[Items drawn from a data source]
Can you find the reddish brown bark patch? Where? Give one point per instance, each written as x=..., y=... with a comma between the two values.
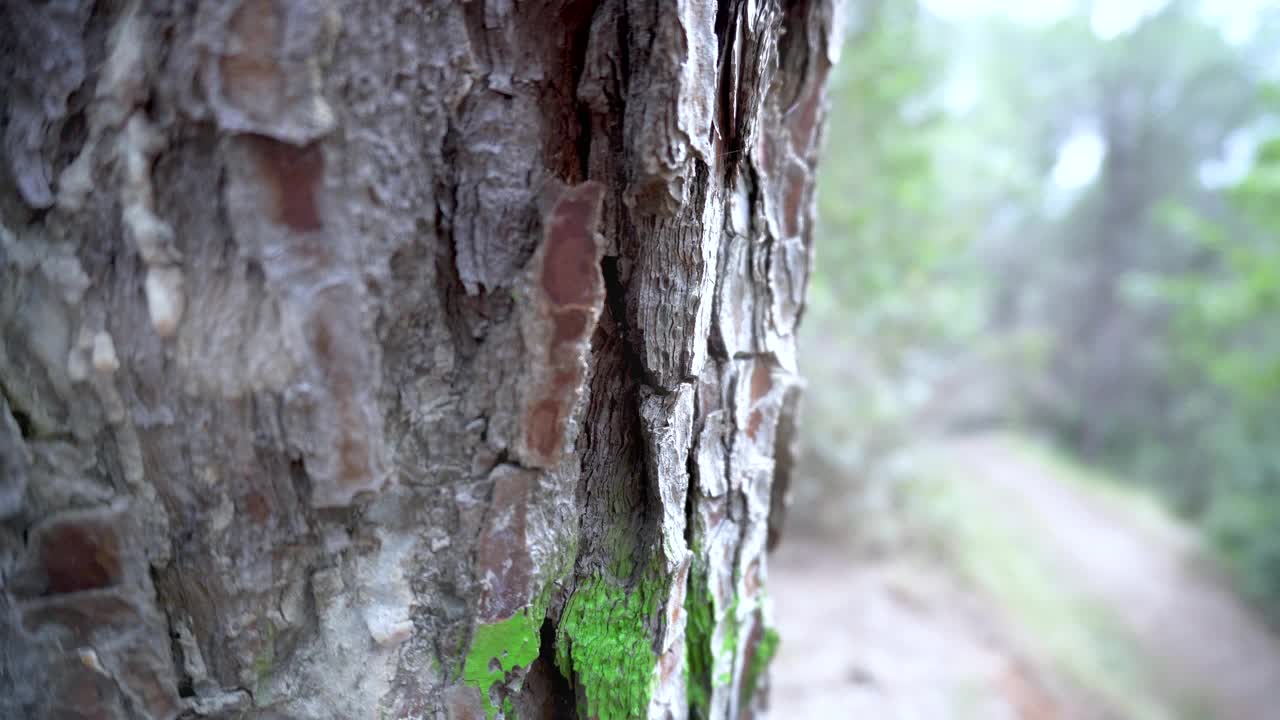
x=760, y=384
x=81, y=616
x=504, y=563
x=570, y=267
x=568, y=291
x=78, y=555
x=292, y=173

Instructions for the task:
Please quote every line of the entries above word for word, leaving out the pictures.

Full output:
Can you find the reddish brown bark patch? Where? Give one point per instance, each written as x=..., y=... with a comma between the two values.
x=760, y=384
x=81, y=616
x=504, y=563
x=570, y=267
x=568, y=291
x=78, y=555
x=292, y=173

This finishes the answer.